==== EXTRAIT ====

Zoom sur la scène de l'audience
L'audience est l'une des scènes majeures du film. Elle intervient au bout d'une heure environ, et fait suite à autre moment clé du récit, celui où Taylor retrouve l'usage de la parole depuis sa blessure à la gorge et peut enfin prouver son intelligence aux Singes. D'une durée approximative de 11 minutes, il s'agit de l'audience du tribunal spécial de l'Académie nationale, une juridiction ad hoc formée exceptionnellement pour statuer sur le sort réservé à Taylor et, conséquemment, aux deux scientifiques accusés d'hérésie, les docteurs Zira et Cornelius. Ces derniers défendent la cause de l’astronaute, estimant avoir affaire au chaînon manquant entre l'Homme et le Singe. La cour est composée de trois magistrats, tous trois des orangs-outans : le docteur Maximus, commissaire aux affaires animales, le docteur Zaius, ministre de la Science et premier défenseur de la foi, et le président de l'Académie, aussi président du tribunal. Le ministère public est représenté par le docteur Honorious, également adjoint du ministre de la Justice. L'accusé est Taylor, même si une telle appellation est problématique puisque ce dernier est considéré comme un animal, à qui il est impossible d'appliquer le droit pénal simien et par extension le terme d'accusé. Les deux scientifiques précités sont évidemment présents, tout comme il est possible d'apercevoir dans un coin de la pièce le greffier, un chimpanzé.
L'audience s'ouvre sur un débat relatif à la nature de Taylor. Du fait de sa nature d'Homme, le représentant de l’État affirme qu'aucune incrimination ne peut être reconnue contre lui. La loi des Singes, et notamment son code pénal, ne peut être appliquée à Taylor, considéré comme un animal. Et la cour d'appuyer les dires du ministère public en énonçant qu'aucun droit ne peut être reconnu à l'accusé en vertu du droit des Singes. Mais le Docteur Zira admet que malgré le caractère humain de l'accusé, celui-ci possède une singularité du fait de son intelligence et de sa capacité à parler. De plus, elle conteste l'accusation dès lors que le droit simien ne lui est aucunement applicable. Son mari le Docteur Cornelius, de façon plus modérée, considère qu'il faille s'interroger sur la nature prétendument mutante de l'astronaute. C'est ainsi que le docteur Zaius s'exprime pour rappeler que l'assemblée est réunie non pas pour juger la « créature », mais bien pour décider de son sort en l'absence totale de tout principe du contradictoire. Le ministre de la science déplace ainsi le véritable débat qui est selon lui l'hérésie scientifique dont ont fait preuve les deux chimpanzés, dont la carrière risque de se briser s'ils continuent à défendre l'Homme menotté.

==== DONNÉES ====

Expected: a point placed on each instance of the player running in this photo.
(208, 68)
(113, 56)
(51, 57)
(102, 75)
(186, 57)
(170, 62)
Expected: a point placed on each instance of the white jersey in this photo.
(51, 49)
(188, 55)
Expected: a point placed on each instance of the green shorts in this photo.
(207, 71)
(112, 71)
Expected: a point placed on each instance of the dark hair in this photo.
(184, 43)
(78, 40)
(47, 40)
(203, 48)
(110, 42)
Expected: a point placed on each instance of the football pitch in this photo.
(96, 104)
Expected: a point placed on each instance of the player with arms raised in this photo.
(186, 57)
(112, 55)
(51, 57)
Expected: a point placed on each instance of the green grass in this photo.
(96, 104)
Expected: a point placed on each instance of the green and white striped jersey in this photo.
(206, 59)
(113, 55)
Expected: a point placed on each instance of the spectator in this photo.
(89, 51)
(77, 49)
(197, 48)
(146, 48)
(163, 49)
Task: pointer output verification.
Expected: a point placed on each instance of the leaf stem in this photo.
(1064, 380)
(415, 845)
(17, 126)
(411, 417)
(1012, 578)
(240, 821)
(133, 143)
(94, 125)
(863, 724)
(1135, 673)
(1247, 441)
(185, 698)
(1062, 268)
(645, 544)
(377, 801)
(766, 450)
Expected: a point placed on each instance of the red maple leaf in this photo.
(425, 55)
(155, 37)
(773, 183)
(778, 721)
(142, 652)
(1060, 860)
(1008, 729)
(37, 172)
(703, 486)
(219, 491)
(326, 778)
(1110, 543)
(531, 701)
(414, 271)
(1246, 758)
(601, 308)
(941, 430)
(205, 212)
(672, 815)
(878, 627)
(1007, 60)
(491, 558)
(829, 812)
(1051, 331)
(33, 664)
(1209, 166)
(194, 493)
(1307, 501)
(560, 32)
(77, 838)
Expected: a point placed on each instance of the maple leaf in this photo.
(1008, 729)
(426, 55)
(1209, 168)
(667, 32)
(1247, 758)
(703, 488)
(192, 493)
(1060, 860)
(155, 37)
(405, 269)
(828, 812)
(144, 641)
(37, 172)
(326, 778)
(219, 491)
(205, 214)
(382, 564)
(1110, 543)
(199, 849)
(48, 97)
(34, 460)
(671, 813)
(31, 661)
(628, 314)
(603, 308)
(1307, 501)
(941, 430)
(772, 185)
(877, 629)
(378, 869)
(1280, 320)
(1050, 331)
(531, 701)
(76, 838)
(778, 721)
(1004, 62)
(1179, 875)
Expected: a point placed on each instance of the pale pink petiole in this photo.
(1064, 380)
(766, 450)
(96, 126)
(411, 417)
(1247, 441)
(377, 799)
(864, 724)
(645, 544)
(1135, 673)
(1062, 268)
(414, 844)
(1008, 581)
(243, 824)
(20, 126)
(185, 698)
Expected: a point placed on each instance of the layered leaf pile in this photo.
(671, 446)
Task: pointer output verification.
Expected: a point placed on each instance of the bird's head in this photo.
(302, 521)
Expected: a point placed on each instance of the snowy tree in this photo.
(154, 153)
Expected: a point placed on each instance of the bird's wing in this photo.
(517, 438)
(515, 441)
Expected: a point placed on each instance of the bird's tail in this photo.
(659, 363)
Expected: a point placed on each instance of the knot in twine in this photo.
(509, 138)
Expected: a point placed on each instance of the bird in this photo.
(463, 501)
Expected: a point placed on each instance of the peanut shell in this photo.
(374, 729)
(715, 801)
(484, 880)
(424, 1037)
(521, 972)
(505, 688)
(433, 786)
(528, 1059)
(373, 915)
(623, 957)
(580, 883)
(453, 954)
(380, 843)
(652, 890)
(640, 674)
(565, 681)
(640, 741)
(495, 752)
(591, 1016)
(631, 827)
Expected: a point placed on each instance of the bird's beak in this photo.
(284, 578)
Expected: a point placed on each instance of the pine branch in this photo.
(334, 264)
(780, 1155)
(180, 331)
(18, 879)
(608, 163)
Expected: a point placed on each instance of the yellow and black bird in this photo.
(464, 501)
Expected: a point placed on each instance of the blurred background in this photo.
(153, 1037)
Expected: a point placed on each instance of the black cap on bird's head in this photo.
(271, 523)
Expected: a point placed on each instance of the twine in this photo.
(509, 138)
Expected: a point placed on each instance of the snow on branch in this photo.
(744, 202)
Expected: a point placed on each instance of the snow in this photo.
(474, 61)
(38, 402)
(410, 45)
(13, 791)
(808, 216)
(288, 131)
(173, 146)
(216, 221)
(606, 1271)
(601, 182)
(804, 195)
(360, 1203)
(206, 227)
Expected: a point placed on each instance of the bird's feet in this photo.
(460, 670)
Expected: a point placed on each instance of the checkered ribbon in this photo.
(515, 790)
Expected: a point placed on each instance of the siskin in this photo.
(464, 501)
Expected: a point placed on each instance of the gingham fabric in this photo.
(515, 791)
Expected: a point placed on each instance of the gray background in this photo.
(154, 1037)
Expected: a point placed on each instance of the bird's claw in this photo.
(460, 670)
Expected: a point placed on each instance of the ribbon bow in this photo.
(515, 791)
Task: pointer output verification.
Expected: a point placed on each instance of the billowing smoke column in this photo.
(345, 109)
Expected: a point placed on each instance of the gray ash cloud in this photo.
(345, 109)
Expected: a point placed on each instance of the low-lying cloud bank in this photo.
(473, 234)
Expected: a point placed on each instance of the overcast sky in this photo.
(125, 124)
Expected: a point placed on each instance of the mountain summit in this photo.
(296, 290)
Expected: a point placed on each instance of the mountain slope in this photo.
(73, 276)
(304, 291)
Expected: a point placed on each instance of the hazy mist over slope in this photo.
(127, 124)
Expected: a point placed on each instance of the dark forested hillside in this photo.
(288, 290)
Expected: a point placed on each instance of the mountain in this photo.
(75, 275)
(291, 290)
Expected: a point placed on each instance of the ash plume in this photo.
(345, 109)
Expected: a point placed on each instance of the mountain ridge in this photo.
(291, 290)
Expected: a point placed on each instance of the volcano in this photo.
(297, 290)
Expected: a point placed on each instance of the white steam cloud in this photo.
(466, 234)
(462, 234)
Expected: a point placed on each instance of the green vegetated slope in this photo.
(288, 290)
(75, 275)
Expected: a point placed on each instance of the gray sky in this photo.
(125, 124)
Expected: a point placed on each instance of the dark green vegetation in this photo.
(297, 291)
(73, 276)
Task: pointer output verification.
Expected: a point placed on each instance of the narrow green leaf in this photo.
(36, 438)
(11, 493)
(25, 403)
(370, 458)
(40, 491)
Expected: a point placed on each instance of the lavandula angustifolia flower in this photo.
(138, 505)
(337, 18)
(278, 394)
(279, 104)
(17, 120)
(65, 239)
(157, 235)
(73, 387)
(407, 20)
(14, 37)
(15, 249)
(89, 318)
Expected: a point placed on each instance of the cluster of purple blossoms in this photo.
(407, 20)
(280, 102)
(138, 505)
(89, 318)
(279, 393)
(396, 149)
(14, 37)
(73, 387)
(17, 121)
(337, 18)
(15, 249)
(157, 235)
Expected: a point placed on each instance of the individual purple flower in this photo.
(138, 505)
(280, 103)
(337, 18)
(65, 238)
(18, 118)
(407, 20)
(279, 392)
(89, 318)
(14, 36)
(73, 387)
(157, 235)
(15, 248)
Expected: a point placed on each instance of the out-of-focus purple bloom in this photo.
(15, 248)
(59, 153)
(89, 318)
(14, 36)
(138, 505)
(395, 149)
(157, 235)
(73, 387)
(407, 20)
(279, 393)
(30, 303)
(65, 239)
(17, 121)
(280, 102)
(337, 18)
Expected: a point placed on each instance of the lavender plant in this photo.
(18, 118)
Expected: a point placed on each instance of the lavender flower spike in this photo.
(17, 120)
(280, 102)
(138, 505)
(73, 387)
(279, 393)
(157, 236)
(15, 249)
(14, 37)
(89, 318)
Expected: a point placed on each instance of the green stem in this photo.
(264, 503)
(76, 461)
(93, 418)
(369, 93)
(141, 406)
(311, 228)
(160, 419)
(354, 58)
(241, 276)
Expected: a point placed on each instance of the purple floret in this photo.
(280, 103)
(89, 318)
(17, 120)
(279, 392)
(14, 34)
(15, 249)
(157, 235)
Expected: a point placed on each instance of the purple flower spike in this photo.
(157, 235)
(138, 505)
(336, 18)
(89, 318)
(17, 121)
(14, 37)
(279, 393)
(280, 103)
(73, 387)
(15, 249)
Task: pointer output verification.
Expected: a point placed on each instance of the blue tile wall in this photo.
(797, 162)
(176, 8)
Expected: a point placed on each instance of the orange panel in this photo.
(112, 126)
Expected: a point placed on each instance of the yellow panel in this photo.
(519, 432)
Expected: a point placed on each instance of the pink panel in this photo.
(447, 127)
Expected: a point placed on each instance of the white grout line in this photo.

====

CONSIGNE
Indiquez, s'il vous plaît, si chacune des affirmations suivantes concorde avec le texte sur la scène de l'audience. Répondez par oui ou par non, puis citez à l'identique les mots du texte qui permettent de trancher.
(a) L'audience dure environ onze minutes.
(b) Le greffier est un orang-outan.
(c) Le docteur Zaius préside le tribunal.
Ces lignes ne sont d'aucune utilité ici.

RÉPONSE
(a) Oui : « D'une durée approximative de 11 minutes »
(b) Non : « le greffier, un chimpanzé »
(c) Non : « le président de l'Académie, aussi président du tribunal »